■ WHAT THIS TASK INVOLVES ■
What you need to produce is the complete listing, repeated exactly.

+--

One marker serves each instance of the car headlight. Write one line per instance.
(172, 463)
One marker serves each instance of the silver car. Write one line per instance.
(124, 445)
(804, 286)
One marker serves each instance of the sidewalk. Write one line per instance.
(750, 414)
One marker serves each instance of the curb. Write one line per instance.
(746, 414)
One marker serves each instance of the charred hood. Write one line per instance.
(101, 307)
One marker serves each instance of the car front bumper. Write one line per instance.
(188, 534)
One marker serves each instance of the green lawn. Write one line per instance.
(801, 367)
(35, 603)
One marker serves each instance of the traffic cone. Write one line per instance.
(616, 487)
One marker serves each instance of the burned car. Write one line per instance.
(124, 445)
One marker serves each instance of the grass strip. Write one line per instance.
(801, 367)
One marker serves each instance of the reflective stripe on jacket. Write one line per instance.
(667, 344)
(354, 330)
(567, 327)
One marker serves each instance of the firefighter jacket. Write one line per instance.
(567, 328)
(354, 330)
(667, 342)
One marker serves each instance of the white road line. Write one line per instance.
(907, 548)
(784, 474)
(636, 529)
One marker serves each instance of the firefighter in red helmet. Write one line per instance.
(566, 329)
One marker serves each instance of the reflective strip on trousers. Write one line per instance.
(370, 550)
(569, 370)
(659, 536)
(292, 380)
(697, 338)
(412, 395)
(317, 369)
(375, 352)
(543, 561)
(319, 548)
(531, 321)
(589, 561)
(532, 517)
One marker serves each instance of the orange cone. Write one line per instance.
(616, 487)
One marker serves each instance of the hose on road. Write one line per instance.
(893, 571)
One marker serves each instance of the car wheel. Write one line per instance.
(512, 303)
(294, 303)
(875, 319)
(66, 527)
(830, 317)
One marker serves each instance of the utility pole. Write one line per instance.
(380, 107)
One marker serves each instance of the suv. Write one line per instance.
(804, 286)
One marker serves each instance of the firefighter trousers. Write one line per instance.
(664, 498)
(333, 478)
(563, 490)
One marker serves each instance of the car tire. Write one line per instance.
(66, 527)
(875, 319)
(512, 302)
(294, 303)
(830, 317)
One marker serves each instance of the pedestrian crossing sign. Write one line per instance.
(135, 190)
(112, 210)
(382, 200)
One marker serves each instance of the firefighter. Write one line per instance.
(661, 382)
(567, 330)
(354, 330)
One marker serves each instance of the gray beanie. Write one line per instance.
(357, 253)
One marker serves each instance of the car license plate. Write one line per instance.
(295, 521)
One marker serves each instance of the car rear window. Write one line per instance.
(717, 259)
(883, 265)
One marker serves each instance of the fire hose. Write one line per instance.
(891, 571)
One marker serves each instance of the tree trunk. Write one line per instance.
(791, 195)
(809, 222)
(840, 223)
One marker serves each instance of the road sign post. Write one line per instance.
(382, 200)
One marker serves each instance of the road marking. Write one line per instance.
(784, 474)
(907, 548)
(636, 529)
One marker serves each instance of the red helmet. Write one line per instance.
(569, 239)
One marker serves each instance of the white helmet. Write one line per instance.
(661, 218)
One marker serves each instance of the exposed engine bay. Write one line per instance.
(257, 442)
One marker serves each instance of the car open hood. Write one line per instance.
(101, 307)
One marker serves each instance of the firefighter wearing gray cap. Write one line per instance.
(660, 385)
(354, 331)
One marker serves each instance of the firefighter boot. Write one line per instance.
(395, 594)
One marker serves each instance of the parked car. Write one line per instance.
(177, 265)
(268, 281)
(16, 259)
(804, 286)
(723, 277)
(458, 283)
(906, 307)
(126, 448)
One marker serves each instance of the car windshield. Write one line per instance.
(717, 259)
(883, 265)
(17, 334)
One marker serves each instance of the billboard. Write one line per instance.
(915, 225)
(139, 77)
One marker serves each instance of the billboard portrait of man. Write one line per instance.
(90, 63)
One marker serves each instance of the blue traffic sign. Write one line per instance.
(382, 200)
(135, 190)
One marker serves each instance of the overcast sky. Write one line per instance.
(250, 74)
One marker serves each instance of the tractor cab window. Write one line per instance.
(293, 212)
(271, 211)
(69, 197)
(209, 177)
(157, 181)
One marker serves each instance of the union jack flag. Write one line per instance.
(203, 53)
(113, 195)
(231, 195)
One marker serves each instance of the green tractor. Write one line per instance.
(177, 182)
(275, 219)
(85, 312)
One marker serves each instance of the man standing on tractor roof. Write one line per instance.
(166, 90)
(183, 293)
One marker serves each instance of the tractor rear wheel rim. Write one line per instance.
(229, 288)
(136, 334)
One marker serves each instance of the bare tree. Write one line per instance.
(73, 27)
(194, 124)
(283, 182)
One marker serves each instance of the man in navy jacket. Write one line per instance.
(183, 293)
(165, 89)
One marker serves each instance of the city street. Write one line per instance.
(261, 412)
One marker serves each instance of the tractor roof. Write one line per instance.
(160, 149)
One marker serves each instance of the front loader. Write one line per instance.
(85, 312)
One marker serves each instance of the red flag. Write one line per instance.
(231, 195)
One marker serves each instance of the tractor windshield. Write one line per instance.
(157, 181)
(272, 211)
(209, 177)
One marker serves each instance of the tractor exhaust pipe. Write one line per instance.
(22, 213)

+--

■ RESULT ■
One marker serves each instance of the car headlight. Write one line per instance.
(172, 463)
One marker serves each instance of the silver car. Write one line per instance.
(124, 445)
(804, 286)
One marker serves each instance of the sidewalk. Write one line per instance.
(750, 414)
One marker serves each instance of the curb. Write one line per instance.
(746, 414)
One marker serves each instance of the charred hood. Write one line per instance.
(101, 307)
One marker serves each instance of the car front bumper. Write one line per instance.
(188, 534)
One marker serves each instance of the green lawn. Write one line per instance.
(801, 367)
(35, 603)
One marker serves each instance of the traffic cone. Write one line per instance.
(616, 487)
One marker serves each instance of the burned car. Write one line per instance.
(124, 445)
One marker serves each instance of the grass strip. Write one line per instance.
(801, 367)
One marker serves each instance of the reflective stripe on jacket. Write one line per instance.
(667, 344)
(354, 330)
(567, 327)
One marker serves each instance of the firefighter jacket. Write one line per instance.
(567, 328)
(354, 330)
(667, 342)
One marker serves each instance of the white road line. Write one line per instance.
(907, 548)
(784, 474)
(636, 529)
One marker serves each instance of the firefighter in red helmet. Write one line per instance.
(566, 329)
One marker serves each instance of the reflective strip on trousers. Write one line per instance.
(370, 550)
(569, 370)
(659, 536)
(292, 380)
(697, 338)
(412, 395)
(317, 369)
(375, 352)
(543, 561)
(319, 548)
(531, 321)
(589, 561)
(532, 517)
One marker serves each instance of the orange cone. Write one line per instance.
(616, 487)
One marker serves each instance of the hose on road. Write one line per instance.
(893, 571)
One marker serves each instance of the car wheel. Write one line per instance.
(512, 303)
(294, 303)
(875, 319)
(66, 527)
(830, 317)
One marker serves each instance of the utility pole. Write one line per instance.
(380, 107)
One marker serves each instance of the suv. Write one line per instance.
(804, 286)
One marker serves each instance of the firefighter trousers. Write one line per instance.
(664, 498)
(333, 478)
(563, 490)
One marker serves each instance of the car tire. Write one line per instance.
(66, 527)
(875, 319)
(512, 302)
(294, 303)
(830, 317)
One marker serves each instance of the pedestrian crossing sign. Write one line per instance.
(135, 190)
(112, 210)
(382, 200)
One marker serves each instance of the firefighter. Write one line per instance.
(661, 382)
(567, 330)
(354, 330)
One marker serves each instance of the gray beanie. Write one line per instance.
(357, 253)
One marker serves each instance of the car license plate. Write one line per instance.
(295, 521)
One marker serves each instance of the car rear window. Write one line per instance.
(717, 259)
(883, 265)
One marker serves each instance of the fire hose. Write one line per instance.
(891, 571)
One marker serves each instance of the tree trunk. Write one line per instance.
(791, 195)
(809, 222)
(840, 223)
One marker serves each instance of the road sign post. Write one line per instance.
(382, 200)
One marker serves each instance of the road marking. Write one line per instance.
(784, 474)
(907, 548)
(636, 529)
One marker serves each instance of the red helmet. Write one line per instance.
(569, 239)
One marker serves each instance of the white helmet. Write one line per instance.
(661, 218)
One marker serves each instance of the exposed engine bay. Write one line per instance.
(257, 442)
One marker serves each instance of the car open hood. Write one line per instance.
(101, 307)
One marker serves each instance of the firefighter wearing gray cap. Write one line per instance.
(660, 385)
(354, 331)
One marker serves each instance of the firefighter boot. Write one line per instance.
(395, 594)
One marker serves each instance of the parked car. Write one line per instance.
(177, 265)
(268, 281)
(16, 259)
(804, 286)
(723, 277)
(458, 283)
(906, 307)
(126, 448)
One marker serves each instance of the car windshield. Write one line per instance.
(717, 259)
(883, 265)
(17, 334)
One marker serves each instance of the billboard. Write one line per instance.
(915, 225)
(139, 77)
One marker serves each instance of the billboard portrait of man. Write one line per instance.
(90, 63)
One marker serves each instance of the blue traffic sign. Write one line per instance.
(382, 200)
(135, 190)
One marker serves each instance of the overcast sky. Write one line per instance.
(250, 74)
One marker serves each instance of the tractor cab window. Write one line per instance.
(293, 212)
(271, 211)
(69, 197)
(209, 177)
(157, 181)
One marker serves each instance of the union jack flag. Write one line per instance.
(203, 53)
(113, 195)
(231, 195)
One marker serves each instance of the green tractor. Write one line per instance.
(177, 182)
(275, 219)
(85, 312)
One marker serves each instance of the man standing on tractor roof. Write one line per instance.
(166, 90)
(183, 293)
One marker serves each instance of the tractor rear wheel rim. Write one line per instance.
(229, 288)
(136, 334)
One marker serves each instance of the bare tree. Write one line per instance.
(73, 27)
(194, 124)
(283, 182)
One marker serves each instance of the man in navy jacket. Write one line per instance.
(183, 293)
(165, 89)
One marker serves each instance of the city street. Write one line per instance.
(261, 412)
One marker serves each instance of the tractor roof. Write one line per instance.
(160, 149)
One marker serves each instance of the front loader. Write one line per instance.
(85, 312)
One marker serves each instance of the red flag. Write one line per instance.
(231, 195)
One marker serves each instance of the tractor windshield. Write one line per instance.
(157, 181)
(272, 211)
(209, 177)
One marker serves each instance of the tractor exhaust pipe. Write one line per instance.
(22, 213)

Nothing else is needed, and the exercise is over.